• _What to produce_
Copy the material from the line containing "Point to the man's ear" through to its end, replacing "pin" with "marker" and keeping everything else unchanged.

╭─ Records for processing

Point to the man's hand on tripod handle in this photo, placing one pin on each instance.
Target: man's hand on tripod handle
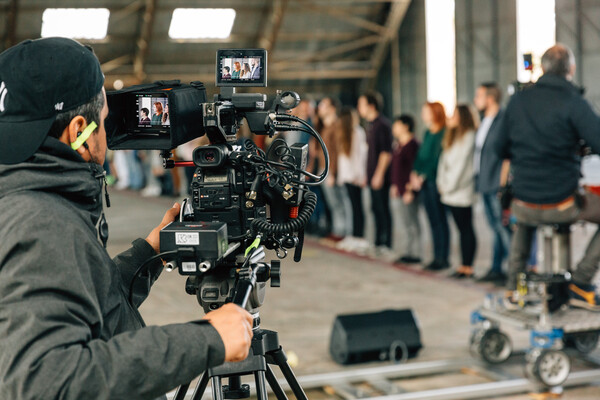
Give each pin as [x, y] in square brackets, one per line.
[234, 325]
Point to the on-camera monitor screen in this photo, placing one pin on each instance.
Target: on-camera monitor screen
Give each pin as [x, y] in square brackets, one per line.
[152, 111]
[241, 67]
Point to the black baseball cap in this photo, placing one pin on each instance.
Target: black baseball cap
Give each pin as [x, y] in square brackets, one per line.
[38, 80]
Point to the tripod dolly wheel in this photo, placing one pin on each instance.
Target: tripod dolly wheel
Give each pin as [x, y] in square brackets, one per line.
[492, 345]
[584, 342]
[547, 366]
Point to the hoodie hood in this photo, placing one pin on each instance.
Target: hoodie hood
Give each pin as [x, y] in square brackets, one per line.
[57, 169]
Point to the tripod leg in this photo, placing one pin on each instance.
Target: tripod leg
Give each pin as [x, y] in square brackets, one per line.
[261, 385]
[181, 391]
[281, 360]
[279, 393]
[200, 387]
[217, 388]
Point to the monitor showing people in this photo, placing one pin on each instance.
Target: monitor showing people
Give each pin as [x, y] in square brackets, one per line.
[153, 111]
[246, 68]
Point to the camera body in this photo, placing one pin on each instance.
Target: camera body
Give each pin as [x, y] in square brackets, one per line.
[222, 189]
[243, 200]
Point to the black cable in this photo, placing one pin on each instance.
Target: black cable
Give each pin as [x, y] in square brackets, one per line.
[293, 225]
[310, 130]
[144, 264]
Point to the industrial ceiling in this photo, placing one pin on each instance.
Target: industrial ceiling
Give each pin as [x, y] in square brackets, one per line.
[312, 44]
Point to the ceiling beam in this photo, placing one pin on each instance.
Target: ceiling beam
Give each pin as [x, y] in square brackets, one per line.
[392, 25]
[116, 63]
[131, 8]
[332, 51]
[131, 79]
[142, 44]
[279, 9]
[340, 14]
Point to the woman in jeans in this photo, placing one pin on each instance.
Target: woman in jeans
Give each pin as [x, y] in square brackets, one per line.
[423, 179]
[456, 183]
[352, 176]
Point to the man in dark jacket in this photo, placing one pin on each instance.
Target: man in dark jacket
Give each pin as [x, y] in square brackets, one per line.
[67, 329]
[540, 133]
[487, 167]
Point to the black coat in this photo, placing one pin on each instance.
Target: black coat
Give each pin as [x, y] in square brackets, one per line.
[67, 330]
[541, 132]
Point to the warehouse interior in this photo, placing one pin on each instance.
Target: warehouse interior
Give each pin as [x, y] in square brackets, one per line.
[412, 52]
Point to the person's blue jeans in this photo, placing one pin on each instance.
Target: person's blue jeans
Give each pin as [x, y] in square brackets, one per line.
[493, 213]
[438, 220]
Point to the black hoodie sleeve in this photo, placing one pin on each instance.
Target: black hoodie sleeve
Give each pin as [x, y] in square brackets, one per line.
[128, 263]
[66, 330]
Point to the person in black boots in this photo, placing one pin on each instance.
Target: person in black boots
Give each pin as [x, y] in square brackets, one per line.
[423, 179]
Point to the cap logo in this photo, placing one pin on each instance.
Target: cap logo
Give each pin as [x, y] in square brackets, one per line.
[3, 93]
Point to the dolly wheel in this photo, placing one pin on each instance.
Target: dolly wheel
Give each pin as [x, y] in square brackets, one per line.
[550, 367]
[495, 346]
[585, 342]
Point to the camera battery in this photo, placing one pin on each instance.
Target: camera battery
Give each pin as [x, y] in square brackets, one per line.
[208, 239]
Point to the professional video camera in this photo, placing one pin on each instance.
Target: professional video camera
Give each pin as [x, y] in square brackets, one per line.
[242, 199]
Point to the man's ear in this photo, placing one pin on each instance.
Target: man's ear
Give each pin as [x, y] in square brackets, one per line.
[75, 127]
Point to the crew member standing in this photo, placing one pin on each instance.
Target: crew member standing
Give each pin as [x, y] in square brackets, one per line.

╰─

• _Task result_
Point to the man's ear in this photo, placing one marker on each instance.
Target: man's ear
Give each marker as [x, y] in square brackets, one per line.
[75, 127]
Point to the crew member standing in this photo, placing one marker on each instance.
Target: crew member standing
Give each marker as [x, y] in square brackets, one per line.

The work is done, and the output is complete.